PASSAGE PROVIDED |
By Graham Fahy and Padraic Halpin
DUBLIN (Reuters) – Ireland canceled all St. Patrick’s Day parades due to take place across the country next week over the risk of a further spread of coronavirus as the government set aside 3 billion euros to tackle the infection.
Ireland has so far reported 24 cases after three more were identified on Monday, among over 110,000 globally. Ireland’s chief medical officer said that while the country was still containing the virus, it would eventually move into the stage of delaying its transmission and mitigating the impact.
The March 17 public holiday is celebrated with parades in towns and villages. The flagship gathering in Dublin that draws some 500,000 revelers from around the world each year kicks off the capital’s tourism season.
“It’s possible that we are facing events that are unprecedented in modern times,” Acting Irish Prime Minister Leo Varadkar told a news conference on Monday.
A package that could cost up to 2.4 billion euros was agreed to increase sick pay to enable all workers to self-isolate if necessary, while Ireland’s already stretched health department will be given an additional 435 million euros this year.
An initial package for business will include 200 million euros in liquidity support for affected firms, funding that Varadkar said was set aside for a “no deal Brexit” last year but would now be re-purposed.
Ireland has enjoyed a tourism boom in recent years after the sector recovered from global and domestic financial crises a decade ago, with visitors hitting a fresh high in each of the last five years, reaching almost 11 million in 2019.

EXTRACTED INFORMATION |
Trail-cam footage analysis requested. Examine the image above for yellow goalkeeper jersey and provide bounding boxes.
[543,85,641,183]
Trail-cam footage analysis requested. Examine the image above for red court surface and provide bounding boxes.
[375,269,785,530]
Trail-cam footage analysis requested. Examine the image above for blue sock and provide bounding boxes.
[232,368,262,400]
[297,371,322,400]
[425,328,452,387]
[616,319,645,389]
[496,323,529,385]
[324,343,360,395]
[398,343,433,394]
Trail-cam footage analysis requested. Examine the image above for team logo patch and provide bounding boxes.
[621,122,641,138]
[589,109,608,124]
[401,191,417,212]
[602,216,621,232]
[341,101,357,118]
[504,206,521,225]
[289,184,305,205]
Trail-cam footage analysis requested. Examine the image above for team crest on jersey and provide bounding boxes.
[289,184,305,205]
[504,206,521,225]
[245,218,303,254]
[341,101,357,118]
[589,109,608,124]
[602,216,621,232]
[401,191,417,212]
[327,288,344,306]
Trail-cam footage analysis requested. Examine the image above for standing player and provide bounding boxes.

PROBLEMS TO SOLVE |
1) According to the article on Ireland's coronavirus response, why did the government agree to increase sick pay?
2) Reproduce word for word the section of the article on Ireland's coronavirus response that begins with the words containing "An initial package" and ends with "now be re-purposed.".
Rely only on the article for what follows, not on outside knowledge.

ANSWERS FOR THE EXERCISE |
1) Sick pay was increased so that all workers could self-isolate if necessary.

2)
An initial package for business will include 200 million euros in liquidity support for affected firms, funding that Varadkar said was set aside for a “no deal Brexit” last year but would now be re-purposed.